*PARTS OF THE EXERCISE*:
**A)** Answer these three questions from the InSilicoSeq issue, each on its own line:
(i) Under which license is the project released?
(ii) As what does InSilicoSeq currently treat each contig of a draft genome assembly?
(iii) Which command line option does the issue propose?
**B)** List every file name that appears in the sample usage of the proposed option in the InSilicoSeq issue.
**C)** Carry on the InSilicoSeq issue after its last sentence.

*** READING TEXT

HadrienG / InSilicoSeq

:rocket: A sequencing simulator
https://insilicoseq.readthedocs.io
MIT License
185 stars 33 forks source link

new feature for handling draft genomes? #71

Closed cheberling closed 5 years ago

cheberling commented 6 years ago

Currently, InSilicoSeq treats a draft genome assembly (having more than one contig) as a separate organism belonging to each contig (fasta record). Most bacterial genome assemblies contain more than one contig. By the looks of it, what I would have to do currently to use InSilicoSeq would be to concatenate all contigs from each genome together into one fasta record per genome, and put all of those into the same fasta file as a 'metagenome'. This requires extra preprocessing on the user's part and requires extra storage space too, and a new 'metagenome' file would have to be constructed for each run of the software. For very similar queries (metagenomes containing many of the same genomes) this would require a lot of extra storage space for redundant information.

Might it be possible to allow a separate command line argument for each genome, and therefore the original genome draft assemblies can be supplied to InSilicoSeq without having to construct new files? The --genomes option might look like this:

--genomes genome1.fasta [genome2.fasta] [genome3.fasta] ... where the first genome is required and the rest are optional.

******
*** DATA FOR ANALYSIS

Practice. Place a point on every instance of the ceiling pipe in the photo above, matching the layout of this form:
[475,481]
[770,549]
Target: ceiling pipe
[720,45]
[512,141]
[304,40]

******

*RESULTS FOR EACH TASK*:
**A)**
(i) MIT License
(ii) As a separate organism
(iii) --genomes

**B)** genome1.fasta, genome2.fasta, genome3.fasta

**C)**
HadrienG commented 6 years ago

Hi!

Thanks for filing this issue! It is a good idea, although I think by default --genomes should accept an arbitrary number of genomes while treating them as multifasta. iss could have the behavior you are requesting with a --draft flag replacing the --genomes flag (or complementing it if you have a mix of draft and complete genomes)

cheberling commented 6 years ago

Yes, I like your idea too! How difficult would it be to implement something like this?

HadrienG commented 6 years ago

It will require significant changes in how InSilicoSeq handles inpout genomes, but it is doable. I've started working on it in #72

HadrienG commented 5 years ago

new --draft option in version 1.3.0 🎉

cheberling commented 5 years ago

Great, thanks! I look forward to tying it out once I get a chance.